:: Objectives ::
**1)** Reproduce the passage of the article on Mexico's president-elect that opens with the words containing "(Adds details on" and closes with "be scaled back.".
**2)** In the article on Mexico's president-elect, why would raises for teachers, nurses, doctors, police and the armed forces be calibrated? Answer in one to three sentences.
**3)** Carry on the news report about Lopez Obrador's legislative plans, picking up after its final sentence.

:: Text to read ::
End of presidential immunity among plans of Mexico's new leader

by Reuters
Wednesday, 11 July 2018 22:11 GMT

(Adds details on legislative priorities)

MEXICO CITY, July 11 (Reuters) - Mexico's president-elect, leftist Andres Manuel Lopez Obrador, on Wednesday sketched out his legislative priorities for the next government, including measures to end presidential immunity and curb compensation for high-earning public sector officials.

Lopez Obrador, who takes office on Dec. 1, also reaffirmed that his own presidential salary would be slashed and that privileges and perks for top officials would be scaled back.

"Everything to do with the republican austerity plan and fighting corruption will have priority from the first day of the new Congress," he said after a meeting with incoming lawmakers from his National Regeneration Movement (MORENA) party.

The former Mexico City mayor, who won a landslide election victory on July 1, has pledged to root out graft and combat inequality in Latin America's No. 2 economy, as well as reduce gang violence convulsing much of the country.

As top officials prepare to get by on less, pay for teachers, nurses, doctors, police and the armed forces would rise, Lopez Obrador said, stressing that increases would be calibrated to avoid an upward price spiral.

"We have to avoid inflation," he said, noting that the central bank would be consulted to curb any price pressures.

Lopez Obrador said the new Congress, which will start work in September, would also be presented with an initiative to double the minimum wage in the Mexico-U.S. border area.

Object location annotation data:
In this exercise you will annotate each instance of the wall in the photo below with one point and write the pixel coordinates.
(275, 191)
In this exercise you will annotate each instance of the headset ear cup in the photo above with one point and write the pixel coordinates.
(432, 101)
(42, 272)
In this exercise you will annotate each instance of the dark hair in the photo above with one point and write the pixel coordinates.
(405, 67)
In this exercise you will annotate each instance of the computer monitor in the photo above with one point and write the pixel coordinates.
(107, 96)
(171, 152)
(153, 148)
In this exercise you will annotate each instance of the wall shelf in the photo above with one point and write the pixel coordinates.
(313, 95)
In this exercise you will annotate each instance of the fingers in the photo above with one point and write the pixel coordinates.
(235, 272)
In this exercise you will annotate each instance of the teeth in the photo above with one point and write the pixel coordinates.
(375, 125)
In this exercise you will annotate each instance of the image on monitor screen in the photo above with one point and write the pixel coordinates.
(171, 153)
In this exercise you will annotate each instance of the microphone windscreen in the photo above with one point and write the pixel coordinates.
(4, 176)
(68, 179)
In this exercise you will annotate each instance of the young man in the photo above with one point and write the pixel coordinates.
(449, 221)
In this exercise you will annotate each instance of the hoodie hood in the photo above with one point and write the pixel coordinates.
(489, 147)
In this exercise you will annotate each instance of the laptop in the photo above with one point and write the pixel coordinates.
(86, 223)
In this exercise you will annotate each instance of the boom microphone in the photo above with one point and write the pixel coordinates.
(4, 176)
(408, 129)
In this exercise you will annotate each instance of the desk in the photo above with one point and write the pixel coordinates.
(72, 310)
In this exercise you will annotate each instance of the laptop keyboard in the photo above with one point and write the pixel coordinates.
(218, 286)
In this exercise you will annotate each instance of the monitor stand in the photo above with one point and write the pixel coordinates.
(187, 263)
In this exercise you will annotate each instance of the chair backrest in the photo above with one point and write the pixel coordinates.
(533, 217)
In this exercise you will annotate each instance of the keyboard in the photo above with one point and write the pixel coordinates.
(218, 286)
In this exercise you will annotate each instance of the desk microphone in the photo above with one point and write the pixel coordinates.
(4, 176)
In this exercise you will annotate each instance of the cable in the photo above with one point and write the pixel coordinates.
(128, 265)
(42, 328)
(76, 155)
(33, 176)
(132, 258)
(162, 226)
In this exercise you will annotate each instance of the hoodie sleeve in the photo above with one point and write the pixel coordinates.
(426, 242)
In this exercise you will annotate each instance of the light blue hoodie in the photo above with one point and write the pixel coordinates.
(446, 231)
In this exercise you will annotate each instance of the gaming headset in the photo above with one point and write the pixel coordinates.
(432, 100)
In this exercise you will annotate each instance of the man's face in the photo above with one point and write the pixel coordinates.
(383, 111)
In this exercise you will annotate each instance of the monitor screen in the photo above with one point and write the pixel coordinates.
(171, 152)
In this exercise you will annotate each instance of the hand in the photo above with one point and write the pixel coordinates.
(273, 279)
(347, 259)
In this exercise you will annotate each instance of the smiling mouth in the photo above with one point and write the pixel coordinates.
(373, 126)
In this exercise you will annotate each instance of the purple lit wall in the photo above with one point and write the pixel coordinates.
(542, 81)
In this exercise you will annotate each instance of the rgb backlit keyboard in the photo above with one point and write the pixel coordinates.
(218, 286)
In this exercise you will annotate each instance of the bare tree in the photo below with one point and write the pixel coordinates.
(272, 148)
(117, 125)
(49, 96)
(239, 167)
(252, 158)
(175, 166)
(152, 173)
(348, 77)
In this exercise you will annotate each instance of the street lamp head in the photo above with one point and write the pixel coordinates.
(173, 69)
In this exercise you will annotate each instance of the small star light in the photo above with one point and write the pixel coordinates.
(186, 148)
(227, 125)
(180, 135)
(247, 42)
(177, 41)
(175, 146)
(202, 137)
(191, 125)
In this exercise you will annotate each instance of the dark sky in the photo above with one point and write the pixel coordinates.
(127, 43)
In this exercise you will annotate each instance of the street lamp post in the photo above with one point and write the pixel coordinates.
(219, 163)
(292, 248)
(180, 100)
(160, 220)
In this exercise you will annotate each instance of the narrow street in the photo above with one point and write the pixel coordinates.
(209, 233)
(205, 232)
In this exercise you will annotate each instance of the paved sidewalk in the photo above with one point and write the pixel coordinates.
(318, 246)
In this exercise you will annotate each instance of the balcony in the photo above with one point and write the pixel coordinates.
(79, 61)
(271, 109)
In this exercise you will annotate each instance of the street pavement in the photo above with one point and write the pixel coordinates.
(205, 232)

:: Task-by-task outputs ::
**1)**
(Adds details on legislative priorities)

MEXICO CITY, July 11 (Reuters) - Mexico's president-elect, leftist Andres Manuel Lopez Obrador, on Wednesday sketched out his legislative priorities for the next government, including measures to end presidential immunity and curb compensation for high-earning public sector officials.

Lopez Obrador, who takes office on Dec. 1, also reaffirmed that his own presidential salary would be slashed and that privileges and perks for top officials would be scaled back.

**2)** Lopez Obrador said the increases would be calibrated to avoid an upward price spiral, because "we have to avoid inflation." He noted that the central bank would be consulted to curb any price pressures.

**3)**
That forms part of his plan to create better living conditions in Mexico and reduce illegal migration to the United States, in order to improve bilateral relations.

Ties have been strained over U.S. President Donald Trump's insistence that Mexico pay for his planned border wall and his bid to rework the North American Free Trade Agreement.

The initiatives also include plans to create a public security ministry and change the government's education reform.

The incoming administration would also put forward a law to remove obstacles to holding public consultations, as well as create a mechanism for recalling the president, he said.

Lopez Obrador said during the campaign he could hold public consultations on issues ranging from the government's opening of the energy sector, the construction of Mexico City's new airport, gay marriage and even his performance as president.

Marti Batres, an incoming MORENA senator and former chairman of the party, said on Twitter that corruption, fuel theft and electoral fraud would be treated as serious crimes. (Writing by Dave Graham and Daina Beth Solomon; editing by Jonathan Oatis and Richard Chang)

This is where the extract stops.